### Exercise aim
Can you retype the part of the text on choosing coordination patterns starting at "Q2 — Failure" and ending at "(not Pessimistic Lock)"?

### Exercise passage
Scope	Candidate patterns
Within a data structure	CAS, CRDT
Within a service (multiple instances)	Pessimistic Lock, Optimistic Lock, Lease
Across services	Saga (decomposable) / 2PC (not decomposable)
Across regions / async	Leaderless Replication, CRDT, Gossip

Q2 — Failure model: what breaks? #

Failure	Candidate patterns
Crash-stop	WAL + Checkpoint, Append-only Log, Idempotency Key
Network partition	Quorum, CRDT, Leaderless Replication, State Vector Sync
Slow degradation (not dead, just slow)	Circuit Breaker, Timeout, Bulkhead
Holder crashes while holding a resource	Lease (not Pessimistic Lock)

Q3 — Data properties: what does the data allow? #

Property	Implication
Commutative + associative operations	CRDT — coordination cost drops to zero
Immutable after write	Append-only Log, Event Sourcing — replay is safe
Content-addressable	Hash = natural idempotency key — dedup is free
Ordered by time or key	Range Partition, WAL, Windowing
Spatially structured	Spatial Partition

Q3 can short-circuit the entire traversal. If the data is commutative, reach for CRDT before any lock-based pattern. If it is content-addressable, idempotency is solved at the storage layer without a separate idempotency table.

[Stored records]
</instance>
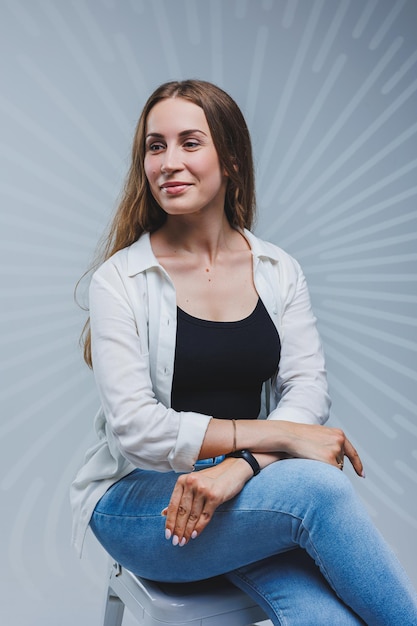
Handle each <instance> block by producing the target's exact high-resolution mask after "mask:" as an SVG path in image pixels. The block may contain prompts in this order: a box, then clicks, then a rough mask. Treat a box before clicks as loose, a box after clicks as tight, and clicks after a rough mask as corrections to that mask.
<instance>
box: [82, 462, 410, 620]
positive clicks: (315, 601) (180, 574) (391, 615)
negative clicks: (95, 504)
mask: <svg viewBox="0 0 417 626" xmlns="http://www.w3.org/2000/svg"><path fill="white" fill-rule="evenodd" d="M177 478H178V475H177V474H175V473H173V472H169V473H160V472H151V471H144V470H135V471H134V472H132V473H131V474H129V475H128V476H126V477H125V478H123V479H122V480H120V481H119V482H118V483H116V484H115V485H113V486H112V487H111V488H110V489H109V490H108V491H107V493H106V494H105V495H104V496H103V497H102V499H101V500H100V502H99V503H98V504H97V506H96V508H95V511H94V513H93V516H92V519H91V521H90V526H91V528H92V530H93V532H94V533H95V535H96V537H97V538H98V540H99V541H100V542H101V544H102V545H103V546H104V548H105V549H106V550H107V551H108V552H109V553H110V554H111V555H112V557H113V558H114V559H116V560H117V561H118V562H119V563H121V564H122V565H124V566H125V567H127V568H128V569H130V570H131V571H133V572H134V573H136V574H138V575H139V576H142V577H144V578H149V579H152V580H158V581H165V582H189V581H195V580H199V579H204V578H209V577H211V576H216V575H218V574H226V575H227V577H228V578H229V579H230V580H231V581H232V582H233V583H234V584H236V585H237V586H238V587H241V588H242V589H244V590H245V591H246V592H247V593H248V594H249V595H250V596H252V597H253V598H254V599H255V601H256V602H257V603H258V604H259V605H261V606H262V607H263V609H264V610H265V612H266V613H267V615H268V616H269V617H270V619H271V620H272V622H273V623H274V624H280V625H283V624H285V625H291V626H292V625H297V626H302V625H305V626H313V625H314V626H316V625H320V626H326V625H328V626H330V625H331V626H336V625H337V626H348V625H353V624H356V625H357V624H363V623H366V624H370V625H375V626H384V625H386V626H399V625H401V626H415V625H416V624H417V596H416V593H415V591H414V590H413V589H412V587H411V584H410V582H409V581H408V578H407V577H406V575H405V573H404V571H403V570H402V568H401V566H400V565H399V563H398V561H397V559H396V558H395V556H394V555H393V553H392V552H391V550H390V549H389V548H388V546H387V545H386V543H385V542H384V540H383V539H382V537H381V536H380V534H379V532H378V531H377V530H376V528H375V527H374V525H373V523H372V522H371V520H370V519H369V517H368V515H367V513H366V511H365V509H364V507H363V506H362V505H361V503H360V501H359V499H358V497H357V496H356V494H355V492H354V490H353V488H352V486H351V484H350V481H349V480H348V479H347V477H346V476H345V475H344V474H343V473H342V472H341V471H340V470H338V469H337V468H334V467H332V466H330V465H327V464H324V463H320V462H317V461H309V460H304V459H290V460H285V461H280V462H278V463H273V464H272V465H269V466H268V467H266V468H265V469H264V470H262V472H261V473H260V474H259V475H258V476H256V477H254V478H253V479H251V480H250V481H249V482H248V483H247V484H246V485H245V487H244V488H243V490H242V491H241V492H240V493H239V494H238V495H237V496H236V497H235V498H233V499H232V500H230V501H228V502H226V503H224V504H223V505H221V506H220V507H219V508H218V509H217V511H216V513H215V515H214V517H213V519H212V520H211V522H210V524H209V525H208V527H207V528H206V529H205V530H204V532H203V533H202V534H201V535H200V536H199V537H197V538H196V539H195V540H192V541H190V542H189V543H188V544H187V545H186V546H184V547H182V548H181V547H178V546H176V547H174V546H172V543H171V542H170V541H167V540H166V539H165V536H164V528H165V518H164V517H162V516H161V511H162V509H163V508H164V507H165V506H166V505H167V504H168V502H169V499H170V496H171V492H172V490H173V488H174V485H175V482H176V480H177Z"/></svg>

### Task result
Q2 — Failure model: what breaks? #

Failure	Candidate patterns
Crash-stop	WAL + Checkpoint, Append-only Log, Idempotency Key
Network partition	Quorum, CRDT, Leaderless Replication, State Vector Sync
Slow degradation (not dead, just slow)	Circuit Breaker, Timeout, Bulkhead
Holder crashes while holding a resource	Lease (not Pessimistic Lock)